▸ Material for this exercise
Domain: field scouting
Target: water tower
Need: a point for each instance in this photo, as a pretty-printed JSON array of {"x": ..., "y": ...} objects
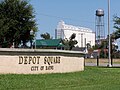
[{"x": 99, "y": 25}]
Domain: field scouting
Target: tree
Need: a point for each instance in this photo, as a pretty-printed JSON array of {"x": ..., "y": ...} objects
[
  {"x": 16, "y": 22},
  {"x": 71, "y": 42},
  {"x": 46, "y": 36}
]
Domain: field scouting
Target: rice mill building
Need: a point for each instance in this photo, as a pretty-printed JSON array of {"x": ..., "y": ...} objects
[{"x": 83, "y": 35}]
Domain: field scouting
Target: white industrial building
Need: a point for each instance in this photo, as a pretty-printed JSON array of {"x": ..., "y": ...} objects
[{"x": 83, "y": 35}]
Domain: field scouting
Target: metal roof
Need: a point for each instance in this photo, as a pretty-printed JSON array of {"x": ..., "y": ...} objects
[{"x": 48, "y": 42}]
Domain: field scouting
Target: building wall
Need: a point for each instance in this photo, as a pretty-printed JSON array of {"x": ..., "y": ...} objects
[
  {"x": 29, "y": 61},
  {"x": 83, "y": 35}
]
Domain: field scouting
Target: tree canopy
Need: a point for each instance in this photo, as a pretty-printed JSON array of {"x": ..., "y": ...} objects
[
  {"x": 17, "y": 19},
  {"x": 46, "y": 36}
]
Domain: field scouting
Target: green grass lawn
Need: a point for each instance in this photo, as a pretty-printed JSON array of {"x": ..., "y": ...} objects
[{"x": 93, "y": 78}]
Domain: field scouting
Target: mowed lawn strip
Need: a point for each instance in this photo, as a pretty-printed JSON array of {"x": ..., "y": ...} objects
[{"x": 92, "y": 78}]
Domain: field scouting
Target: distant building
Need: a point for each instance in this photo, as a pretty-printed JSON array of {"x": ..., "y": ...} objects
[
  {"x": 83, "y": 35},
  {"x": 49, "y": 44}
]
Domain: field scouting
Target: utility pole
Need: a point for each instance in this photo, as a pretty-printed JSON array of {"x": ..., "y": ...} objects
[{"x": 109, "y": 54}]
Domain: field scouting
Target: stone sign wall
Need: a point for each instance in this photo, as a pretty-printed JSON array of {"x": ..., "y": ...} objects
[{"x": 36, "y": 64}]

▸ Written instruction
Leave the pictures out and reproduce all of the records exactly.

▸ Response to this exercise
Domain: field scouting
Target: water tower
Need: a point for each instance in this photo, as a pretty-printed JSON array of {"x": ..., "y": ...} objects
[{"x": 99, "y": 25}]
Domain: field scouting
Target: tree
Need: a point for each instance in this photo, as a pretty-printed JSON array of {"x": ..., "y": ...} objects
[
  {"x": 16, "y": 22},
  {"x": 71, "y": 42},
  {"x": 46, "y": 36}
]
Domain: field scouting
Target: rice mill building
Need: a point for each instance in this photo, as a pretty-printed JSON array of {"x": ..., "y": ...} objects
[{"x": 83, "y": 35}]
Domain: field scouting
Target: white industrial building
Need: a point for each instance in this photo, as a pretty-printed JSON array of {"x": ..., "y": ...} objects
[{"x": 83, "y": 35}]
Domain: field scouting
Target: metal roof
Need: a point for each instance in this photo, as a pretty-printed JSON array of {"x": ..., "y": ...} objects
[{"x": 48, "y": 42}]
Domain: field scouting
Target: building wall
Need: a point for each instance in this photo, as a pretty-printed JSON array of {"x": ..., "y": ...} objects
[
  {"x": 29, "y": 61},
  {"x": 83, "y": 35}
]
Domain: field scouting
Target: tree canopy
Need: a point for each instance in this photo, as a pretty-printed JSON array of {"x": ..., "y": ...} objects
[
  {"x": 17, "y": 19},
  {"x": 46, "y": 36}
]
Domain: field scouting
Target: green grass lawn
Need: a point for each instance in this photo, as a pretty-printed JSON array of {"x": ..., "y": ...} objects
[{"x": 93, "y": 78}]
Domain: field scouting
Target: mowed lawn strip
Need: a point for each instance in this photo, as a pretty-printed JSON array of {"x": ..., "y": ...} objects
[{"x": 92, "y": 78}]
Domain: field scouting
Target: distant building
Need: a point for each instance in this photo, as a pretty-printed JSON array of {"x": ..., "y": ...} objects
[
  {"x": 83, "y": 35},
  {"x": 49, "y": 44}
]
Domain: field scouting
Target: utility pole
Need: a point for each instance in this photo, as a pretty-printed JSON array of {"x": ..., "y": ...} objects
[{"x": 109, "y": 54}]
Domain: field scouting
Target: stone sign wall
Need: a point for each instance in this photo, as a pretty-printed JSON array of {"x": ..., "y": ...} objects
[{"x": 36, "y": 64}]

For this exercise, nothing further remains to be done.